▸ **EXTRACT TO READ**:
· · ·

Varied Coalition Targets Gun Bill
State Sen. David Watters listens as people speak against his bill Tuesday Jan. 14, 2014 at the Statehouse in Concord, N.H. Watters bill would require the state to report the names of the mentally ill to the FBI to be included in the National Instant Criminal Background Check System. (AP Photo/Jim Cole)
Concord — A bill prohibiting gun sales to people judged mentally incompetent by a court is in for a tough fight at the State House if Tuesday’s three-hour public hearing is any indication.
While state law enforcement officials and some gun rights groups backed the proposal, they were outnumbered by opponents, which included mental health advocates, liberty rights activists and some of the state’s other gun groups.
“I’m certainly sympathetic with the attempt to prevent gun violence, but my concern is that the way the bill is written is that it does not in fact make us safer,” Devon Chaffee, executive director of the New Hampshire Civil Liberties Union, told the Senate Judiciary Committee. Instead, Chaffee said, the bill would perpetuate stereotypes about people with mental illness being more prone to violence.
“There is no proven connection between those found incompetent to stand trial or having a (court-ordered) guardian and any likelihood to be violent,” she said.
Several opponents alleged the bill would target even people who occasionally saw a mental health counselor; Deputy Attorney General Ann Rice said that was false. And a few saw the bill as a governmental effort to disarm citizens.
“Adolf Hitler started with bills like this for gun confiscation,” said David Love, of Derry.
Federal law prohibits anyone “adjudicated mentally defective” from buying a gun from a federally licensed gun dealer, which includes gun shops. But the federal government does not require states to make the relevant mental health records available to the National Instant Criminal Background Check System. New Hampshire is one of 17 states that does not provide those records to the system, said Earl Sweeney, deputy commissioner of the state Department of Safety.

· · ·

▸ **INFORMATION PROVIDED**:
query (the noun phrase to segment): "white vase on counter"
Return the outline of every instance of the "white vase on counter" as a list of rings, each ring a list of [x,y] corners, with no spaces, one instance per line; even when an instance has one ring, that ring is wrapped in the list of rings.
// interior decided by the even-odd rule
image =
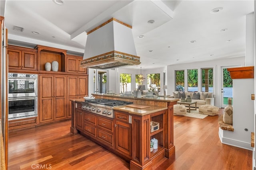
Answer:
[[[52,69],[53,71],[58,71],[59,68],[59,63],[57,61],[52,62]]]
[[[46,71],[50,71],[51,70],[51,68],[52,68],[52,64],[50,63],[46,63],[44,64],[44,66],[45,67],[45,70]]]

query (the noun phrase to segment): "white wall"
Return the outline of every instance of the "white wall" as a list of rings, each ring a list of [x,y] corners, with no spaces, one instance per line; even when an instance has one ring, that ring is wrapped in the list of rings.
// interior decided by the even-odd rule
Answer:
[[[176,70],[197,69],[198,70],[198,91],[201,91],[201,68],[213,68],[214,94],[215,95],[215,105],[221,107],[221,67],[231,66],[240,65],[244,66],[245,57],[240,57],[222,60],[215,60],[208,61],[196,62],[193,63],[169,65],[167,66],[168,95],[172,95],[175,91],[175,72]],[[186,71],[184,72],[185,76],[186,76]],[[185,78],[185,89],[186,89],[187,82]]]
[[[251,100],[251,94],[254,94],[254,79],[233,79],[233,85],[234,131],[220,131],[220,140],[223,143],[252,150],[251,132],[254,128],[254,101]]]

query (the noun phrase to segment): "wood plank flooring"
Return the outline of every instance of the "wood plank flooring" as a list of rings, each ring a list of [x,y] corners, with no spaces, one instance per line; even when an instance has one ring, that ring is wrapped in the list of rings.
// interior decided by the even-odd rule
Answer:
[[[220,143],[218,116],[175,116],[175,155],[153,169],[252,170],[252,151]],[[128,162],[85,137],[72,134],[70,126],[68,121],[9,133],[8,169],[129,169]]]

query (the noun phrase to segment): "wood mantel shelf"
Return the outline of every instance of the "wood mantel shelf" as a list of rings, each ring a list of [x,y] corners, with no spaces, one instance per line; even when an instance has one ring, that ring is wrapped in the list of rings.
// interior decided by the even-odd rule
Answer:
[[[223,115],[220,115],[219,116],[218,122],[219,125],[220,125],[220,128],[222,129],[234,132],[234,127],[232,125],[226,124],[223,121]]]
[[[232,79],[254,78],[254,66],[227,68]]]

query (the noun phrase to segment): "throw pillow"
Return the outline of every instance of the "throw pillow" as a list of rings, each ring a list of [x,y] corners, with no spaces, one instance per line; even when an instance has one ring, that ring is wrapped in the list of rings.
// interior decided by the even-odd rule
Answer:
[[[205,100],[205,99],[208,97],[208,94],[206,93],[205,94],[202,93],[200,94],[200,100]]]
[[[178,98],[178,93],[173,92],[173,98]]]
[[[184,98],[186,98],[186,94],[185,94],[185,92],[183,92],[182,93],[179,92],[178,93],[178,98],[180,99],[182,97],[184,97]]]
[[[195,100],[199,100],[200,99],[200,93],[199,92],[197,93],[194,92],[193,96],[192,96],[192,98],[191,99],[194,99]]]

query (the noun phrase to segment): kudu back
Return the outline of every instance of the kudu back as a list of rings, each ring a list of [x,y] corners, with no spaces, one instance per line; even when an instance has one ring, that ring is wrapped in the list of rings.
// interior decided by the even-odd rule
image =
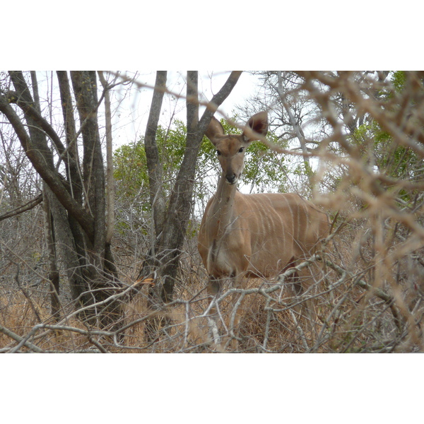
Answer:
[[[222,168],[198,240],[211,295],[218,293],[227,278],[239,287],[244,276],[271,277],[295,266],[313,254],[329,233],[326,216],[298,194],[237,191],[245,149],[267,130],[267,114],[260,112],[249,119],[242,134],[225,134],[215,118],[206,132]]]

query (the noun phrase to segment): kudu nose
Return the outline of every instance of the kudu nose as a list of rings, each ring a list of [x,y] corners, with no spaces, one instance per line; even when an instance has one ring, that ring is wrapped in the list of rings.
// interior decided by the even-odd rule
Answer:
[[[234,184],[235,182],[235,175],[232,174],[231,175],[227,175],[225,177],[225,178],[227,179],[227,181],[230,183],[230,184]]]

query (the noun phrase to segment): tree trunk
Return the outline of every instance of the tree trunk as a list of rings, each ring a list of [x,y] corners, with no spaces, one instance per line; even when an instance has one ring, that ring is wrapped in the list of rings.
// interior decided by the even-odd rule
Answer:
[[[153,271],[155,273],[155,284],[149,291],[149,306],[153,309],[160,307],[163,304],[171,302],[172,300],[179,257],[192,210],[196,165],[200,145],[213,114],[231,93],[241,75],[240,71],[231,73],[220,91],[213,96],[201,120],[199,121],[197,73],[197,71],[187,73],[186,148],[182,163],[164,215],[167,218],[162,221],[163,223],[162,225],[162,222],[157,221],[158,219],[161,219],[160,216],[155,213],[155,228],[160,229],[160,232],[157,233],[154,249],[151,249],[151,252],[146,256],[140,272],[140,277],[152,275]],[[158,87],[156,88],[158,91],[162,89],[162,88]],[[155,95],[153,95],[154,97]],[[154,113],[158,113],[158,112],[155,110]],[[152,169],[161,168],[162,165],[159,162],[159,156],[155,155],[157,146],[155,147],[155,141],[152,136],[149,143],[153,142],[154,146],[152,148],[146,148],[148,160],[151,161]],[[158,192],[153,191],[153,192],[155,196]],[[151,201],[153,197],[152,194],[152,191],[151,191]],[[152,340],[157,324],[149,323],[146,325],[148,339]]]
[[[112,252],[106,246],[105,172],[97,120],[99,102],[95,73],[71,73],[81,122],[77,133],[68,76],[64,71],[57,72],[66,147],[41,115],[22,72],[9,73],[16,91],[0,95],[0,111],[12,124],[27,156],[45,181],[44,192],[48,201],[47,227],[52,222],[50,234],[47,235],[52,247],[49,258],[52,261],[54,253],[52,243],[56,244],[76,305],[86,306],[104,300],[116,288],[113,275],[116,270]],[[35,74],[33,77],[35,81]],[[28,133],[10,103],[16,103],[23,110]],[[59,155],[56,165],[45,134]],[[83,148],[82,172],[76,145],[79,134],[82,136]],[[65,177],[57,170],[62,160],[66,167]],[[56,281],[54,266],[52,266],[50,269]],[[56,283],[53,285],[58,293]],[[102,311],[93,311],[91,314],[100,312],[101,321],[109,324],[111,317],[116,319],[119,316],[118,306],[108,305]],[[55,304],[54,307],[57,305]]]

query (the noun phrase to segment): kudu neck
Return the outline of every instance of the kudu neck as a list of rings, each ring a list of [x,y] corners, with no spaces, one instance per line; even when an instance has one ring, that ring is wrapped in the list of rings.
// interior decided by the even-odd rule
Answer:
[[[213,206],[212,216],[216,220],[218,232],[225,231],[232,221],[234,215],[234,199],[237,192],[237,183],[228,184],[225,174],[218,182],[215,194],[215,202]]]

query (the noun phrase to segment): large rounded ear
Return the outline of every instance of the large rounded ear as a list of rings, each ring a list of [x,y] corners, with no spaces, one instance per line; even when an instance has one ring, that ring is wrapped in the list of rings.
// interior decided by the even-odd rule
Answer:
[[[223,135],[224,128],[221,123],[215,117],[212,117],[208,129],[205,131],[205,136],[211,140],[213,144],[215,144],[216,138]]]
[[[259,112],[249,119],[243,136],[246,141],[250,142],[259,140],[261,136],[266,136],[267,132],[268,114],[266,112]]]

· · ·

▸ **EXERCISE SET**:
**a.** In the article on the gun bill, why does Devon Chaffee argue that the bill would not make people safer? Answer in one to three sentences.
**b.** Echo the passage of the article on the gun bill that opens with the words "Varied Coalition Targets" and closes with "(AP Photo/Jim Cole)", reproducing it word for word.
The records are separate material and are unrelated to the article.

▸ **RESULTS**:
**a.** Chaffee argues that there is no proven connection between people found incompetent to stand trial or having a court-ordered guardian and any likelihood of being violent. In her view, the bill would instead perpetuate stereotypes that people with mental illness are more prone to violence.

**b.**
Varied Coalition Targets Gun Bill
State Sen. David Watters listens as people speak against his bill Tuesday Jan. 14, 2014 at the Statehouse in Concord, N.H. Watters bill would require the state to report the names of the mentally ill to the FBI to be included in the National Instant Criminal Background Check System. (AP Photo/Jim Cole)